Could you write out the records below exactly as they appear, leaving out any pictures?

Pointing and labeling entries
===
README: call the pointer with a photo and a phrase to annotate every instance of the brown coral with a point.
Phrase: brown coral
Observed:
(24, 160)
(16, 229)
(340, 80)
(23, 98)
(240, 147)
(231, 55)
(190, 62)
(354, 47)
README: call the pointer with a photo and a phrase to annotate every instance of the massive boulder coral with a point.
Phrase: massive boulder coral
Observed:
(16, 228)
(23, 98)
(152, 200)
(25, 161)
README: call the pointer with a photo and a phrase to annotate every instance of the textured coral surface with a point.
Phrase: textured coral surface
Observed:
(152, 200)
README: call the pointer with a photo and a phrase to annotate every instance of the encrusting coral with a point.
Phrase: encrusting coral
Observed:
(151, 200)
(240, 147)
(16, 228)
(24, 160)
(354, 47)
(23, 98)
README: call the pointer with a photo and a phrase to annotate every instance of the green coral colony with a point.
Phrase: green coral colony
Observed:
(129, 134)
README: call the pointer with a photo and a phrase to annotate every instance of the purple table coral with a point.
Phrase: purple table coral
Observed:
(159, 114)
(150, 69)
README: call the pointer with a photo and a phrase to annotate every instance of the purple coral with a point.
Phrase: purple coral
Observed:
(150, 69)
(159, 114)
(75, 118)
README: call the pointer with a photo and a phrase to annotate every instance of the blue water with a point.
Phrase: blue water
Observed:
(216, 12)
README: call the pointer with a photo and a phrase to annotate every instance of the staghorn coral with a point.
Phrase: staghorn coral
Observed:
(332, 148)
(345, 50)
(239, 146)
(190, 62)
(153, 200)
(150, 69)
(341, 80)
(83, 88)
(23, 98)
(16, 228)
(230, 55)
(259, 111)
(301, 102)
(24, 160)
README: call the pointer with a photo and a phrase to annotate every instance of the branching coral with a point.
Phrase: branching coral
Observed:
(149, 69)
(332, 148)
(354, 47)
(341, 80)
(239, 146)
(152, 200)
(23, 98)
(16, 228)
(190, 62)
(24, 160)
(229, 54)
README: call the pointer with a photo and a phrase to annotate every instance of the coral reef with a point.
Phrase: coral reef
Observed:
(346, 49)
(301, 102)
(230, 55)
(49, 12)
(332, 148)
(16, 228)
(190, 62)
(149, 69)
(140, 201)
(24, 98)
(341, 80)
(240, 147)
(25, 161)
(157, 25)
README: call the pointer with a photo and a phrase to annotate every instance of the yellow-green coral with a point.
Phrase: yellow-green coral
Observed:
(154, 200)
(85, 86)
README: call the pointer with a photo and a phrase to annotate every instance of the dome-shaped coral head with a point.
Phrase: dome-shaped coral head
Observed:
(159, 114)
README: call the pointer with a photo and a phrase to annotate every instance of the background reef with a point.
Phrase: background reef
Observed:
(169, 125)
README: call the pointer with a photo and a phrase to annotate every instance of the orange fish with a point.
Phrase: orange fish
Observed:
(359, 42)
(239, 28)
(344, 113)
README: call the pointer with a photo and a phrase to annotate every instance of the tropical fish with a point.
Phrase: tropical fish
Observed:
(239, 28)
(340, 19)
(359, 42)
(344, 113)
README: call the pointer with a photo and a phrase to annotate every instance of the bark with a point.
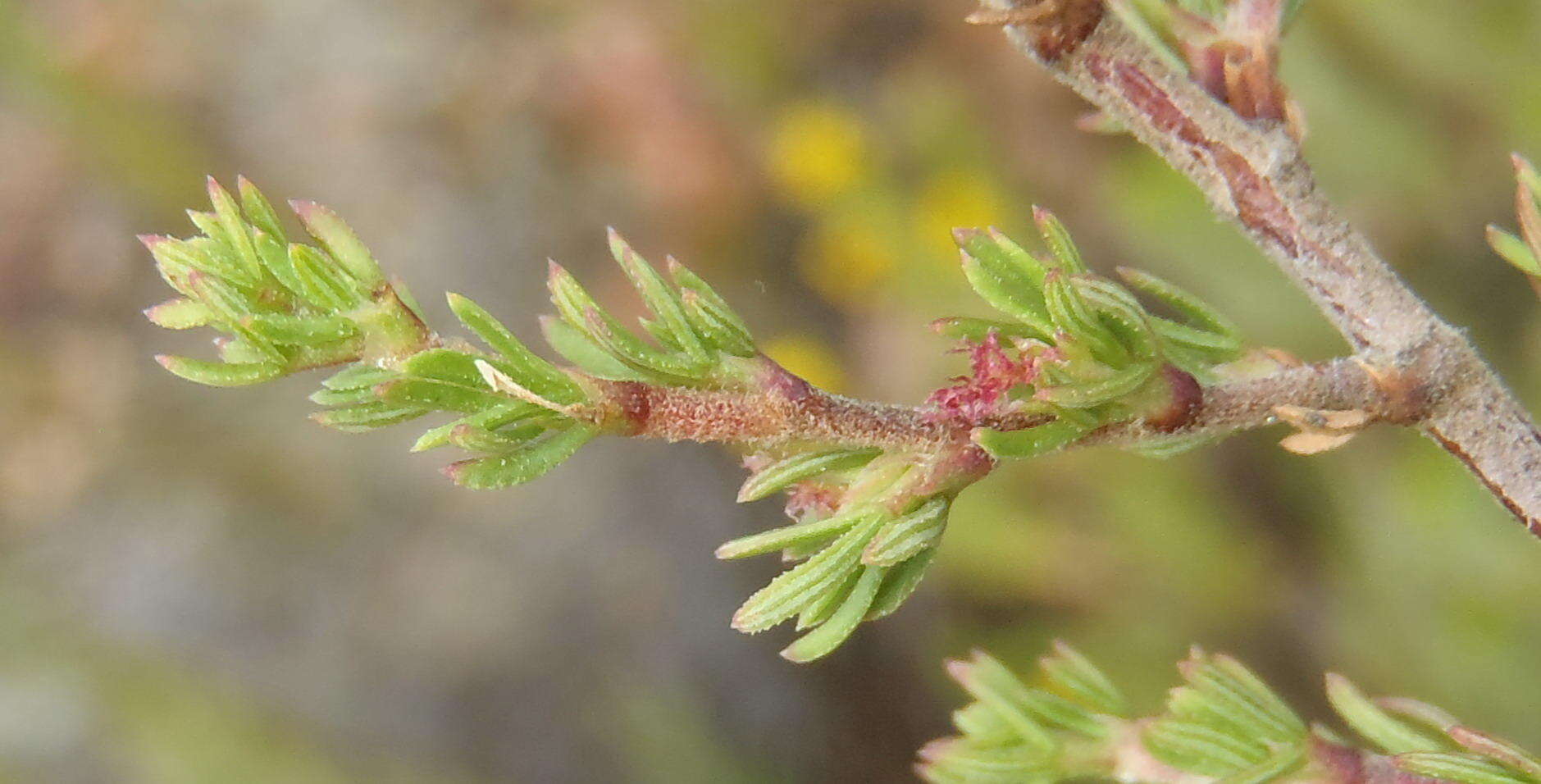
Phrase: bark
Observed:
(1251, 171)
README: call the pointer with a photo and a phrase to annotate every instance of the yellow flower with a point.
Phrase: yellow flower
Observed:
(951, 199)
(808, 358)
(846, 256)
(817, 153)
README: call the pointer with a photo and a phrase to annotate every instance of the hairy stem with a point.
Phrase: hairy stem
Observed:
(792, 412)
(1255, 175)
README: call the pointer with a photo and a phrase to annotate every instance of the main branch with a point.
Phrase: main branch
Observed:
(1253, 173)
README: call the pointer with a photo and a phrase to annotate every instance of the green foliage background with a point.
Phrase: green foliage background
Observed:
(201, 586)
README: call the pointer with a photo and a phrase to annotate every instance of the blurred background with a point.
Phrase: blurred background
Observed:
(203, 586)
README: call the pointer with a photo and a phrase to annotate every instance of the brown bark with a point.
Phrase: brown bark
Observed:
(1253, 173)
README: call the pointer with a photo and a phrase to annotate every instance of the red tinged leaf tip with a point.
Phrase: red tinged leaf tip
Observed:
(965, 235)
(993, 373)
(305, 208)
(960, 670)
(936, 750)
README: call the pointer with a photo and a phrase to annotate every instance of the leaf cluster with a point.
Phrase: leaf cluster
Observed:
(1221, 724)
(1101, 349)
(1523, 250)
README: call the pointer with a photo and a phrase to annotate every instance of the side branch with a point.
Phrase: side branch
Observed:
(797, 413)
(1253, 173)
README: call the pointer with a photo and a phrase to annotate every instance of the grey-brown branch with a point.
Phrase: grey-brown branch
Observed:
(1253, 173)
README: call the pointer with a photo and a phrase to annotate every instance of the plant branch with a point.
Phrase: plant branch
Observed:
(789, 412)
(1255, 175)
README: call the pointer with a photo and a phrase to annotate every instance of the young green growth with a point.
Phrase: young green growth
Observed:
(1221, 724)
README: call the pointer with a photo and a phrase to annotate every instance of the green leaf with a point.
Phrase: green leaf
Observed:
(580, 310)
(586, 354)
(445, 364)
(965, 763)
(259, 212)
(1165, 447)
(1281, 763)
(1463, 769)
(659, 298)
(1290, 10)
(1073, 315)
(1120, 313)
(831, 633)
(1211, 345)
(301, 330)
(1148, 33)
(322, 282)
(494, 417)
(1078, 678)
(799, 467)
(1181, 301)
(1097, 392)
(1375, 724)
(791, 535)
(367, 417)
(794, 589)
(221, 373)
(1001, 689)
(341, 242)
(518, 467)
(478, 440)
(355, 396)
(1056, 238)
(825, 606)
(978, 330)
(983, 724)
(1514, 250)
(1030, 442)
(709, 303)
(634, 352)
(1001, 282)
(440, 394)
(1497, 749)
(908, 535)
(899, 584)
(359, 375)
(236, 231)
(522, 366)
(276, 261)
(179, 315)
(1224, 694)
(1201, 749)
(715, 327)
(199, 254)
===
__RESULT__.
README: call the pointer with a photo and a phrase to annotate every instance of the brown coral with a point.
Phrase: brown coral
Observed:
(24, 160)
(16, 229)
(340, 80)
(23, 98)
(240, 147)
(231, 55)
(190, 62)
(354, 47)
README: call the pointer with a photo and a phrase to annotate every instance of the massive boulder coral with a point.
Phrase: massive boulder coral
Observed:
(16, 228)
(23, 98)
(152, 200)
(25, 161)
README: call the pointer with a photo and a phrase to annotate every instance of the textured coral surface with a point.
Phrase: textured coral surface
Observed:
(152, 200)
README: call the pointer with a photo and a phrase to annotate every instance of the encrusting coral with a point.
Phrase: encrusting coral
Observed:
(151, 200)
(240, 147)
(16, 228)
(24, 160)
(354, 47)
(23, 98)
README: call the pointer with a photo and a phrase to annotate every instance of the green coral colony with a point.
Phrase: green coral colony
Observed:
(129, 134)
README: call the pointer with a photo and a phrase to annotate every instance of the purple table coral with a point.
Phrase: purple table coral
Observed:
(159, 114)
(150, 69)
README: call the pointer with a photo and a phrase to annotate every instance of the purple coral with a point.
Phrase: purple coral
Observed:
(150, 69)
(159, 114)
(75, 118)
README: call the pointer with a photo and a phrase to annotate every instance of the blue water with a point.
Phrase: blue water
Observed:
(216, 12)
README: call the pointer with a photo and a phrase to annotate every instance of the staghorn coral with a point.
Phrase: staghorn coral
Observed:
(332, 148)
(345, 50)
(239, 146)
(190, 62)
(153, 200)
(150, 69)
(341, 80)
(83, 88)
(23, 98)
(16, 228)
(230, 55)
(259, 111)
(301, 102)
(24, 160)
README: call the pointer with a photo and a phrase to annotate every instance of the branching coral with a point.
Phrase: branching coral
Observed:
(149, 69)
(332, 148)
(354, 47)
(341, 80)
(239, 146)
(152, 200)
(23, 98)
(16, 228)
(190, 62)
(24, 160)
(229, 54)
README: call the pointer with a photo and a phrase to annotate every instance of the coral reef with a point.
Phrase: coral reef
Observed:
(346, 49)
(301, 102)
(230, 55)
(49, 12)
(332, 148)
(16, 228)
(190, 62)
(149, 69)
(140, 201)
(24, 98)
(341, 80)
(240, 147)
(25, 161)
(157, 25)
README: call the pointer with a photo and a phrase to annotate every instance of the yellow-green coral with a point.
Phrase: yellow-green coral
Observed:
(154, 200)
(85, 86)
README: call the pointer with a photo and a phrase to annotate every instance of the dome-shaped coral head with a point.
Phrase: dome-shaped coral head
Observed:
(159, 114)
README: call the pointer with a photo and a phrase to annotate every instance of the background reef with a point.
Phrase: background reef
Observed:
(169, 125)
README: call the pointer with a photo and a phrase to annotate every instance of the orange fish with a point.
Phrase: orange fish
Observed:
(359, 42)
(239, 28)
(344, 113)
README: call the pointer with a photo and a phrase to annotate every instance of the tropical fish with a point.
Phrase: tropical fish
Observed:
(239, 28)
(340, 19)
(359, 42)
(344, 113)
README: call the pointer with a photo and a phrase to annotate every instance of the bark with a point.
Phrase: bark
Observed:
(1251, 171)
README: call the pointer with a photo and a phrase to annotate every instance of the yellow flower with a point.
Phrase: yellow flower
Observed:
(951, 199)
(808, 358)
(846, 256)
(817, 153)
README: call the pointer with a photo and a phrase to annotate every instance of the hairy stem with a point.
Phrase: hairy stem
Observed:
(792, 412)
(1255, 175)
README: call the pointer with a photo and a phrase to annotate every instance of the main branch with a point.
Phrase: main branch
Observed:
(1253, 173)
README: call the pointer with a photo and a phrase to annotate every instance of the green foliage background with a point.
Phrase: green foliage background
Observed:
(201, 586)
README: call the pointer with a photo and a phrase to annotate every instance of the blurred background with a point.
Phrase: blurred background
Observed:
(203, 586)
README: call the pointer with a photo and a phrase to annotate every instance of the brown bark with a point.
Phrase: brown bark
Observed:
(1253, 173)
README: call the pointer with a photo and a phrase to annotate every instance of the red tinged leaf tip with a point.
Phrase: red tinged leaf tip
Observed:
(965, 235)
(993, 373)
(305, 208)
(960, 670)
(936, 750)
README: call the pointer with a photo and a phrase to annotate every instance of the leaf cluster with a point.
Phrase: leaf cluster
Observed:
(1221, 724)
(1101, 349)
(1523, 250)
README: call the pointer with a photo and a phrase to annotate every instance of the side branch with a point.
Phrase: side branch
Observed:
(797, 413)
(1253, 173)
README: call the pointer with a photo and a phrase to annotate every instance of the grey-brown branch with a point.
Phrase: grey-brown branch
Observed:
(1253, 173)
README: call the pointer with a photo and a phrase to annotate every instance of the plant branch with a point.
Phrase: plant branch
Observed:
(789, 412)
(1255, 175)
README: call the pointer with a photo and a phrase to annotate every instance of the young green growth with a point.
Phrase: young green growth
Observed:
(1221, 724)
README: call the pointer with a photo and a phrase to annotate every instance of the green leaf with a point.
Phrase: green leaf
Observed:
(580, 310)
(586, 354)
(445, 364)
(965, 763)
(259, 212)
(1165, 447)
(1281, 763)
(1463, 769)
(659, 298)
(1290, 10)
(1073, 315)
(1120, 313)
(831, 633)
(1211, 345)
(301, 330)
(1148, 33)
(322, 282)
(494, 417)
(1078, 678)
(799, 467)
(1181, 301)
(1097, 392)
(1375, 724)
(791, 535)
(367, 417)
(794, 589)
(221, 373)
(1001, 689)
(341, 242)
(518, 467)
(478, 440)
(355, 396)
(1056, 238)
(825, 606)
(978, 330)
(983, 724)
(1514, 250)
(1030, 442)
(709, 303)
(634, 352)
(1001, 282)
(440, 394)
(1497, 749)
(908, 535)
(899, 584)
(359, 375)
(236, 231)
(522, 366)
(276, 261)
(179, 315)
(1224, 694)
(1201, 749)
(715, 327)
(199, 254)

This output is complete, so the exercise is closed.